CA対応で国内最速の「303ZT」/選択肢広がる旅行者向けネット環境/SIMフリー「iPhone 6」は最強のルーター?:ルータープリンスの「5分で知る最近のモバイル通信&ルータ事情」(2/2 ページ)
CA対応によってスペック上は“国内最速”となるモバイルルーターがソフトバンクから登場。MVNOではぷららから容量無制限プランが発表されたほか、訪日外国人向けのプリペイドSIMも拡充された。そしてiPhone 6は最強のルーターとしても使えるかもしれない。
Huawei、LTE対応のSIMフリーモバイルWi-Fiルーター「E5377」を国内投入
Huaweiは、モバイルWi-Fiルーター「E5377」のSIMロックフリーモデルを国内向けに販売すると発表した。価格は約1万8000円前後で、家電量販店などで販売される。同社のモバイルWi-FiルーターがSIMフリーで国内投入されるのはこれが初となる。
E5377はSIMフリー仕様となっているものの、対応するLTEの周波数は2100MHz帯、1800MHz帯、850MHz帯の3つとなっており、例えばドコモで考えた場合は下り最大112.5Mbpsに対応する1500MHz帯のほか、800MHz帯のLTEにも非対応となっており、通信速度やエリアの面ではやや物足りなく感じるかもしれない。
ただし、SIMフリーで利用可能なモバイルWi-Fiルーターがメーカーから公式に国内販売される例は少なく、国内キャリア向けにルーターを供給している会社がSIMフリーモデルを提供するのは初の事例。国内外で使えるSIMフリー端末を国内で購入したい、という方には安心して購入できる端末と言える。
MR03LN向けファームウェアが再公開――「SIMフリー」とは言い難い仕様
SIMフリーのモバイルWi-Fiルーター関連では、前回の連載でご紹介した「Aterm MR03LN」(NECプラットフォームズ)のファームウェアアップデート配信が再開された。最新版となるファームウェアバージョン2.1.0では、公開中止となった2.0.0で追加予定となっていた「EMOBILE LTEへの対応」が行われた。
ファームウェアアップデート後のMR03LNを海外で利用する機会があったので試してみたところ、海外キャリアのSIMカードでも通信が可能になっていることが確認できた。

課題 1 —
下の行から、「tree」という文字列が入っている行をすべて書き出してください。

処理する行 —
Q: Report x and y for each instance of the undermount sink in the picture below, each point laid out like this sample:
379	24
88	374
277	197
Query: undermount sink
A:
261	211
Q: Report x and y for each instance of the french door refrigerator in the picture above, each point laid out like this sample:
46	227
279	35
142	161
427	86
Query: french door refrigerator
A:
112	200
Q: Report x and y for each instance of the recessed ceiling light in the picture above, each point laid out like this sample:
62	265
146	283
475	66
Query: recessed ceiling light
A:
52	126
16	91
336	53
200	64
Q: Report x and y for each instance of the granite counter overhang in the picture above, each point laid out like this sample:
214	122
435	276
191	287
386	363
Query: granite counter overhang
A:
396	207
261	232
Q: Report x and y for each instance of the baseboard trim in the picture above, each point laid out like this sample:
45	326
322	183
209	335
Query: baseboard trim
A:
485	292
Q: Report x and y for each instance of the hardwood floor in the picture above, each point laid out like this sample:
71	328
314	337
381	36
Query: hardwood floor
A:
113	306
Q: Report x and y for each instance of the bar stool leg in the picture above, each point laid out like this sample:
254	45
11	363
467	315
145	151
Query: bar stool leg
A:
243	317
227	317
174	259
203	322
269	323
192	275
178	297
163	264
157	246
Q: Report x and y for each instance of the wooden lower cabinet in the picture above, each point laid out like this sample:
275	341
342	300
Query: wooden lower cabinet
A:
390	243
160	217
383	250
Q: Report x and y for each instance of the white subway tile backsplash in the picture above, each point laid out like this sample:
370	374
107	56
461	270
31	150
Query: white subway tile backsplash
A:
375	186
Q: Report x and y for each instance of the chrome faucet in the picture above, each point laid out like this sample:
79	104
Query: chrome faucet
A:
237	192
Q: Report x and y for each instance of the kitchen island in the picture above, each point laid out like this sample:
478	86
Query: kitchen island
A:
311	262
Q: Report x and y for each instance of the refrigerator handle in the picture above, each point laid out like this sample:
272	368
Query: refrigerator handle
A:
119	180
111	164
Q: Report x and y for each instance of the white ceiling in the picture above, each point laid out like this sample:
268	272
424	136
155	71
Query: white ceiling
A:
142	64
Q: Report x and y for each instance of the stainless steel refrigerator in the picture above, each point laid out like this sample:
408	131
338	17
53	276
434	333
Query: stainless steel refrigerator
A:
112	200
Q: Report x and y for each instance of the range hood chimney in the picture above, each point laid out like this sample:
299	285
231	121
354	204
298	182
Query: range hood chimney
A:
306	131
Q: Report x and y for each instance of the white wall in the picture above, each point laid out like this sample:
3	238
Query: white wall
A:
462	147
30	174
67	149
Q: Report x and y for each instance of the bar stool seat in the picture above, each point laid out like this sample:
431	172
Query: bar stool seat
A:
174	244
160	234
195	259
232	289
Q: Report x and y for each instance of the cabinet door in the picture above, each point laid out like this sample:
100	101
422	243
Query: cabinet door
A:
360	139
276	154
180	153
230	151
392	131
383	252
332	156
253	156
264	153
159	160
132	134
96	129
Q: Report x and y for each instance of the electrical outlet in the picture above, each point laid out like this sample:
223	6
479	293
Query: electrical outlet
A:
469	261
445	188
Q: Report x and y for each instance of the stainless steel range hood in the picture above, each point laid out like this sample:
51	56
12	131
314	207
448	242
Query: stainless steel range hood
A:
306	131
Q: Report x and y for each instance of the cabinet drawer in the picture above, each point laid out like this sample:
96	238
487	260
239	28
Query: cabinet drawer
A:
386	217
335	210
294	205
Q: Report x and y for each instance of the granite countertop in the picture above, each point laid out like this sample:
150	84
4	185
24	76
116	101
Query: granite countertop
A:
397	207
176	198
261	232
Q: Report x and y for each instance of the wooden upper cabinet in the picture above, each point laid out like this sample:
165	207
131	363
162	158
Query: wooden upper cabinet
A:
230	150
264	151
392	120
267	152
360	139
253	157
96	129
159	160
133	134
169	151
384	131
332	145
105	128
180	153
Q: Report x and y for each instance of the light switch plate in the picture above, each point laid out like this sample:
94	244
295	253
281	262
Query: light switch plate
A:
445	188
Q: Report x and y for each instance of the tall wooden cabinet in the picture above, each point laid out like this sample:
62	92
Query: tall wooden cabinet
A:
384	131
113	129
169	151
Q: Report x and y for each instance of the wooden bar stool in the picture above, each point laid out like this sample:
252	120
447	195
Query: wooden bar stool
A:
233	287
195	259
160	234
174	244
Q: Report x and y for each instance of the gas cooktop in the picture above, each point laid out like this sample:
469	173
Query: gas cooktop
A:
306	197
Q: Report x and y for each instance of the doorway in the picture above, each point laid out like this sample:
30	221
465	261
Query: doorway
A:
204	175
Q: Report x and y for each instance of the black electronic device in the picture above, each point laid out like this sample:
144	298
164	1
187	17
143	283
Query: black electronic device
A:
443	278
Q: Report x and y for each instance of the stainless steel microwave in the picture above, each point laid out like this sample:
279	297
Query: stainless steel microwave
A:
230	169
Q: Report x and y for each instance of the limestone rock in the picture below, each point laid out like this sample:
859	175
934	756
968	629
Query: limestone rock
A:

==

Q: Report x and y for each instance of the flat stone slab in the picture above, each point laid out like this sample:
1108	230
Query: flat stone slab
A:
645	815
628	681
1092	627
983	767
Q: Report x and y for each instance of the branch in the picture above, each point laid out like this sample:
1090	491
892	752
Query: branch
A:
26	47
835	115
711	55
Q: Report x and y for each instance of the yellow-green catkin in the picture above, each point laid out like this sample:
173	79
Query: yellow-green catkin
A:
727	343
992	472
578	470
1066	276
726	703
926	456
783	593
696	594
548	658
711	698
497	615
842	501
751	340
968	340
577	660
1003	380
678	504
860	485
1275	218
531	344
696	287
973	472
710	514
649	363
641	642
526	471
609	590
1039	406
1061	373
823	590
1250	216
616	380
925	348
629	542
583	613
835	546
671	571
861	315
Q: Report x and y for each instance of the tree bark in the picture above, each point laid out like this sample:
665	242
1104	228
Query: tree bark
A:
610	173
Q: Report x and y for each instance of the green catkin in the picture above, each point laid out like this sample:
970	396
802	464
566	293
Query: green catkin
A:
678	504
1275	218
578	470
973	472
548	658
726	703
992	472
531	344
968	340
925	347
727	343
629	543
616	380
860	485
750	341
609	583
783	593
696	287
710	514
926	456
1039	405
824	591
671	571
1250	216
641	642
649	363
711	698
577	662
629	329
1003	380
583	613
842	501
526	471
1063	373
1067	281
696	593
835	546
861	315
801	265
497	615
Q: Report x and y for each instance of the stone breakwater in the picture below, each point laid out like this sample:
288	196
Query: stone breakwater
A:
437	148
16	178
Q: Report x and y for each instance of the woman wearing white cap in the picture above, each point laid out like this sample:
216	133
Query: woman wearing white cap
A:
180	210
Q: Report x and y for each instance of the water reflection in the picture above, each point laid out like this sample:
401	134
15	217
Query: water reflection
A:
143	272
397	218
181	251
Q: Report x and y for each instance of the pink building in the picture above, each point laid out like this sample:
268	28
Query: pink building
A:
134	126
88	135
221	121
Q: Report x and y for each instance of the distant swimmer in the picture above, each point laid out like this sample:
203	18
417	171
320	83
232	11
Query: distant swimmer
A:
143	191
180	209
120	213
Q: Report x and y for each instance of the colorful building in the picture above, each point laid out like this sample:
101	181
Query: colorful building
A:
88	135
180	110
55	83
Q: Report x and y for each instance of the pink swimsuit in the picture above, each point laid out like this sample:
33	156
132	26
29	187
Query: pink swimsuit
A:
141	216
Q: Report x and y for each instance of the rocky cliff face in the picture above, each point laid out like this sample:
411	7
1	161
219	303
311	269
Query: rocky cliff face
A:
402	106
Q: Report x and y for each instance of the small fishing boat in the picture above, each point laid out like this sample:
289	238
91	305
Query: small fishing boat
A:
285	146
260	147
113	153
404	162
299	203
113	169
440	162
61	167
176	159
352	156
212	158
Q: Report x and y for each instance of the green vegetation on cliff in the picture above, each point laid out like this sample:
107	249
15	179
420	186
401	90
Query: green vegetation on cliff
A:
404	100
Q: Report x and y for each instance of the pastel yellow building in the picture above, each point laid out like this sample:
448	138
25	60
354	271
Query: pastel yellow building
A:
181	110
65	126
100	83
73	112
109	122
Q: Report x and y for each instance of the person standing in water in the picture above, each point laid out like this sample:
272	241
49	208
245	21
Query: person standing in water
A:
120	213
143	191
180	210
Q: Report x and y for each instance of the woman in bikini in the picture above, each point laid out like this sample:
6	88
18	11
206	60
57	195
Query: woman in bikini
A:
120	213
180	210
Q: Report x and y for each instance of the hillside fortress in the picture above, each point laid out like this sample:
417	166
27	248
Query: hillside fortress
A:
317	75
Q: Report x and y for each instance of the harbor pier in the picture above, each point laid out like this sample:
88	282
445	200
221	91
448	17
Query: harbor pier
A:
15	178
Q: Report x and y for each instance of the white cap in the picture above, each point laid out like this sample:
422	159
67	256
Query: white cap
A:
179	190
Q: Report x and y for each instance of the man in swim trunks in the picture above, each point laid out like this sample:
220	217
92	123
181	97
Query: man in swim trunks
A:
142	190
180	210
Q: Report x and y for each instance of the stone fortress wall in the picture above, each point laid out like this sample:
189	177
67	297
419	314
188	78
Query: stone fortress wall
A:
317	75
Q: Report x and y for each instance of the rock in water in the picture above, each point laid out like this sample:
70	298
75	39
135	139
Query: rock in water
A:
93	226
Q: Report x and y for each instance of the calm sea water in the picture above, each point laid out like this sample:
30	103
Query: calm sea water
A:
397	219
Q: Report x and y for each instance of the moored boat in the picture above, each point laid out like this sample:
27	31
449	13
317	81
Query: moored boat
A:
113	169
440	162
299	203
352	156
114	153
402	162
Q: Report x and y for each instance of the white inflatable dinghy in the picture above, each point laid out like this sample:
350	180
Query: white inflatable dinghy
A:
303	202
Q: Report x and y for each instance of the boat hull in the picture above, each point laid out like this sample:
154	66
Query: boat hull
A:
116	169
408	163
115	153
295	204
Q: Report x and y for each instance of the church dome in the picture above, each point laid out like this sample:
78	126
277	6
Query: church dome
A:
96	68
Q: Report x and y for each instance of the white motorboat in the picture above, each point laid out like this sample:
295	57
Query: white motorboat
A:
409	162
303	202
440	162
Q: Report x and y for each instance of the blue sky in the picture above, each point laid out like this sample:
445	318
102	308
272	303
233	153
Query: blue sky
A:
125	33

課題 2 —
記事によると、HuaweiのSIMフリーモバイルWi-Fiルーター「E5377」の価格はどのくらいですか。

解答 1 —
Q: Report x and y for each instance of the tree bark in the picture above, each point laid out like this sample:
Query: tree bark

解答 2 —
約1万8000円前後です。